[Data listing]
● ● ● ● ●

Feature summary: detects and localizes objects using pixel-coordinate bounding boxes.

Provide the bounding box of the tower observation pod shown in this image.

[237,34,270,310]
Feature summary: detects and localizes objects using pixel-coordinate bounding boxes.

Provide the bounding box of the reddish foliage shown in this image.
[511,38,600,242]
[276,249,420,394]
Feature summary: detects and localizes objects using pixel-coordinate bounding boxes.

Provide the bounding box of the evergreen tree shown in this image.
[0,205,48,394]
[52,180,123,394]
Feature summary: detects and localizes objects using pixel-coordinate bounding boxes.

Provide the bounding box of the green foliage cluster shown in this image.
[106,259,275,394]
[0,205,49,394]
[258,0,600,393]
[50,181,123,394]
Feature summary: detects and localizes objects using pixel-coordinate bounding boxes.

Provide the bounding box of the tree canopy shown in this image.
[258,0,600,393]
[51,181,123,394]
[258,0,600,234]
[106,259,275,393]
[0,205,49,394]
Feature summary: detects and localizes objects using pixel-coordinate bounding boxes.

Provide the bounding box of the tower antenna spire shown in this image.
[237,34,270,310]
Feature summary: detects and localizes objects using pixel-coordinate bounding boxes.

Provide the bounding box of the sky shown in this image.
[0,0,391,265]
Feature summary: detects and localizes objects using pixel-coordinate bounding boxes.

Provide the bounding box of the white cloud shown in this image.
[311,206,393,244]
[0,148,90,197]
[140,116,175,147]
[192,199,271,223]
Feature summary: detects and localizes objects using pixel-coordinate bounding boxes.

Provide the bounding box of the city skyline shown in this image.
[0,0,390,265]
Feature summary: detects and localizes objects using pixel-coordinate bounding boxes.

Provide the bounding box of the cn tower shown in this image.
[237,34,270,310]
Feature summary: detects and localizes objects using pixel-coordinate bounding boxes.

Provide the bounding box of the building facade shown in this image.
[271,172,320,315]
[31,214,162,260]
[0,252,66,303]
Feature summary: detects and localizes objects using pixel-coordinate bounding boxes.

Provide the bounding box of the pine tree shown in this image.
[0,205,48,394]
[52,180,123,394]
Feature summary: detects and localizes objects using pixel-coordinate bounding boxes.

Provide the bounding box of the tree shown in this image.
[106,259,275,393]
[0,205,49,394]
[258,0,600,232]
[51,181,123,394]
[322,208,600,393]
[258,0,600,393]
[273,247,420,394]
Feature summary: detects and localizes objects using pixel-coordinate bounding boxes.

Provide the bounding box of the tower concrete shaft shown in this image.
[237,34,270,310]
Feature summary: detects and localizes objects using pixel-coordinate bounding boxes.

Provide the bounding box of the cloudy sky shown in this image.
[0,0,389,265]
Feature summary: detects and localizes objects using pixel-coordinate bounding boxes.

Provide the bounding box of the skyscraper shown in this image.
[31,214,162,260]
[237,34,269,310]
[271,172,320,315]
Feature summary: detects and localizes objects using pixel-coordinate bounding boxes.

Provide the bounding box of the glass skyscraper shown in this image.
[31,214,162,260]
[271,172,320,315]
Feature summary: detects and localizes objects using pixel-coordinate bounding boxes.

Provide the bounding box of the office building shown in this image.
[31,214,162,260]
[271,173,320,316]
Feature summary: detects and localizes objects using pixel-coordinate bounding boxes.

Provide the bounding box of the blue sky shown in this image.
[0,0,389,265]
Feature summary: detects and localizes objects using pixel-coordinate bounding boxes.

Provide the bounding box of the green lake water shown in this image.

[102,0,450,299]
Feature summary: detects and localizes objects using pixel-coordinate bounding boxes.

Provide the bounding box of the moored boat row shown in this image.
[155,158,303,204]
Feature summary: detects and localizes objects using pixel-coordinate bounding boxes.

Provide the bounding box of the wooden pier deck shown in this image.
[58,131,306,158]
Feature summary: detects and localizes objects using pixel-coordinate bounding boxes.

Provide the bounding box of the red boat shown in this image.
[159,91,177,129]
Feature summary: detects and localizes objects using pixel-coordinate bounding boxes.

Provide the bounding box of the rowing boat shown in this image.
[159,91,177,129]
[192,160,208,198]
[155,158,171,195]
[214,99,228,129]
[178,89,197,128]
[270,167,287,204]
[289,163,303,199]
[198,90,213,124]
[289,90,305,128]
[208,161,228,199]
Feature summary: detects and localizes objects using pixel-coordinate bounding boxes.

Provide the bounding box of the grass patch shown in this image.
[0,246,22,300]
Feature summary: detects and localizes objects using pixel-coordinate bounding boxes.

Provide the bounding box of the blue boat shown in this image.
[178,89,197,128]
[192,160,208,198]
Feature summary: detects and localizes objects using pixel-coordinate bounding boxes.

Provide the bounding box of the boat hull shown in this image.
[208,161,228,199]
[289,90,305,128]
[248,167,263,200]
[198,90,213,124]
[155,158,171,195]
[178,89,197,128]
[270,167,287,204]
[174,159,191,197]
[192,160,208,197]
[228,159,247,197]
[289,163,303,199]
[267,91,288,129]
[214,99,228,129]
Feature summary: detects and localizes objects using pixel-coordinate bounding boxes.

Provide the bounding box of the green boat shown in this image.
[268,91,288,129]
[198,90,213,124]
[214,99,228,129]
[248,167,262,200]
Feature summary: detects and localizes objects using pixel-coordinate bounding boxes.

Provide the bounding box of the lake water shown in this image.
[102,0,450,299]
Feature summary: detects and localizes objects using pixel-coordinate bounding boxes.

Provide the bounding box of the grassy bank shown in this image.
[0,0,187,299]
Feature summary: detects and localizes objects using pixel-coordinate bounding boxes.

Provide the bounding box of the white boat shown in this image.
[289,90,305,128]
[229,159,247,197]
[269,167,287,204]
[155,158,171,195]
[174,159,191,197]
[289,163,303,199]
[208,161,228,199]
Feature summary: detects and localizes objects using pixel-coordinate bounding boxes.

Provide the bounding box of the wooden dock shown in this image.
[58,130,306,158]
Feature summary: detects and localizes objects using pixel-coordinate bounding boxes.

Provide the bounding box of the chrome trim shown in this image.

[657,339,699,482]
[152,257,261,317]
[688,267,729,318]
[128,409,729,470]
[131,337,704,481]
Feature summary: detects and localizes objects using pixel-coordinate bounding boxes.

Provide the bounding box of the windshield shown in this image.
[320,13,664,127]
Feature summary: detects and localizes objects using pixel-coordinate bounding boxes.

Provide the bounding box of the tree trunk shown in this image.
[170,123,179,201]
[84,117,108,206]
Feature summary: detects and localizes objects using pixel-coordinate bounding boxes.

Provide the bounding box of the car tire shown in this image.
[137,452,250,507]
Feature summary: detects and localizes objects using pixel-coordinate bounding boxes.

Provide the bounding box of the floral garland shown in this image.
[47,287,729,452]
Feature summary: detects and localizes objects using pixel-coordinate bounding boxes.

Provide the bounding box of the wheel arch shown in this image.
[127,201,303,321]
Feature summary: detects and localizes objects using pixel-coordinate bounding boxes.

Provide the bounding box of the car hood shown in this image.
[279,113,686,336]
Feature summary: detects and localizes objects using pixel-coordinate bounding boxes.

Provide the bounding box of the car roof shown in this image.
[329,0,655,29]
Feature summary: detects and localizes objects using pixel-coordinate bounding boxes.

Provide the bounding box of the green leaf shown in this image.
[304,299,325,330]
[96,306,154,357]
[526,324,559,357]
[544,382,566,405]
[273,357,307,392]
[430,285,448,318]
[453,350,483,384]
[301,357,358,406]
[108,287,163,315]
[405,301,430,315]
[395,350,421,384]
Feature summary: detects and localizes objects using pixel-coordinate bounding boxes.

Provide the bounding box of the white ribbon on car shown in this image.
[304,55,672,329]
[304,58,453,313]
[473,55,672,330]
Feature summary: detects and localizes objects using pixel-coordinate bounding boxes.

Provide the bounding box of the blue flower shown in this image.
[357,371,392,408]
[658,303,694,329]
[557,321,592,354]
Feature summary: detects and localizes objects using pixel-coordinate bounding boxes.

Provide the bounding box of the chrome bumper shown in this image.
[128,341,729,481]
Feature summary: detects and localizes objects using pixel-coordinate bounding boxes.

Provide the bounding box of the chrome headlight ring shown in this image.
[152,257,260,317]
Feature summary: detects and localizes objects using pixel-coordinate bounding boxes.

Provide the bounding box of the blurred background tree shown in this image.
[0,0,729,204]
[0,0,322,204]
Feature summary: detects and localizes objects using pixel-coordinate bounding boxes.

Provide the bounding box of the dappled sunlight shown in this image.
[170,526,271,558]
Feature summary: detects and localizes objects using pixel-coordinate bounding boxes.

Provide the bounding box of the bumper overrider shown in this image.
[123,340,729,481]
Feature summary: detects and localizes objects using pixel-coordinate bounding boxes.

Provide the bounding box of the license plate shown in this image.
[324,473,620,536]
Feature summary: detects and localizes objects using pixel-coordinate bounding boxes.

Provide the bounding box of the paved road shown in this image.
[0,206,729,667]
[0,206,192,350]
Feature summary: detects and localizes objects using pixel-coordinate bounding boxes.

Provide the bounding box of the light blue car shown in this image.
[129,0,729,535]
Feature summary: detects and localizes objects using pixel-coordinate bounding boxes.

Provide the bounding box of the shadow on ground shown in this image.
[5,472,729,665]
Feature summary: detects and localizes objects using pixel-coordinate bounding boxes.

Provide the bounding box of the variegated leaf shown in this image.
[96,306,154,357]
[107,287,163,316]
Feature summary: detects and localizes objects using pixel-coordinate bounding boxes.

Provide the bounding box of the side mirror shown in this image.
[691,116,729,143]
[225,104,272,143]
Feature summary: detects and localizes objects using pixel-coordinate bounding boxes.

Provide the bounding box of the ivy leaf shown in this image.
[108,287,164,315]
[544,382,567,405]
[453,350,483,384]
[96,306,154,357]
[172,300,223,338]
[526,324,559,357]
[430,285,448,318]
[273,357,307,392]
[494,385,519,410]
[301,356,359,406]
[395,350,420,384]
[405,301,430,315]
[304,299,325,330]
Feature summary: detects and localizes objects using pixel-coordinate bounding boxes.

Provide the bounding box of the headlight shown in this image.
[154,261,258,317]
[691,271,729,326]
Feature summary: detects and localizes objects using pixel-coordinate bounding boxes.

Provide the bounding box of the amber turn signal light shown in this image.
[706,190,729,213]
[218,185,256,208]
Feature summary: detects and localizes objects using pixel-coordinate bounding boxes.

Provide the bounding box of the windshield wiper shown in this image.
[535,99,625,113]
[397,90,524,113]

● ● ● ● ●

▶ Directive: Count the lines in the data listing above that contain the word "white". Reply with the number alone.

▶ Task answer: 3